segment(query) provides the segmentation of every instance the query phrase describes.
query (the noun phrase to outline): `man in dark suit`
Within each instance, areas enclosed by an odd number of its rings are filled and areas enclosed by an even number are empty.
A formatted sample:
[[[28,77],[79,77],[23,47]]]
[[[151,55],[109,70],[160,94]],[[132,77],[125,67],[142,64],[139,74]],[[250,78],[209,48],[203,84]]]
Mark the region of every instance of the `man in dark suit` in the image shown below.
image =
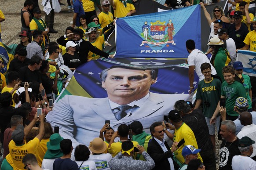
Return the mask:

====================

ZADANIE DO WYKONANIA =
Proszę zwrócić bez zmian wszystkie wiersze powyższego materiału, pomijając obrazy.

ODPOWIEDŹ NA ZADANIE =
segment(query) provides the segmentation of every instance the query phrase describes.
query (the noun phrase to outline): `man in dark suit`
Within each instance, areas enclosed by an odd number of its rings are filled and areas enclosed by an even number are empty.
A formatted sample:
[[[28,77],[79,77],[23,47]]]
[[[151,55],[109,70],[160,94]],[[132,77],[125,67],[142,64],[139,74]],[[250,78],[209,48],[203,84]]]
Mark the region of every instance of the `man in dark suit` in the image shown below.
image =
Return the mask:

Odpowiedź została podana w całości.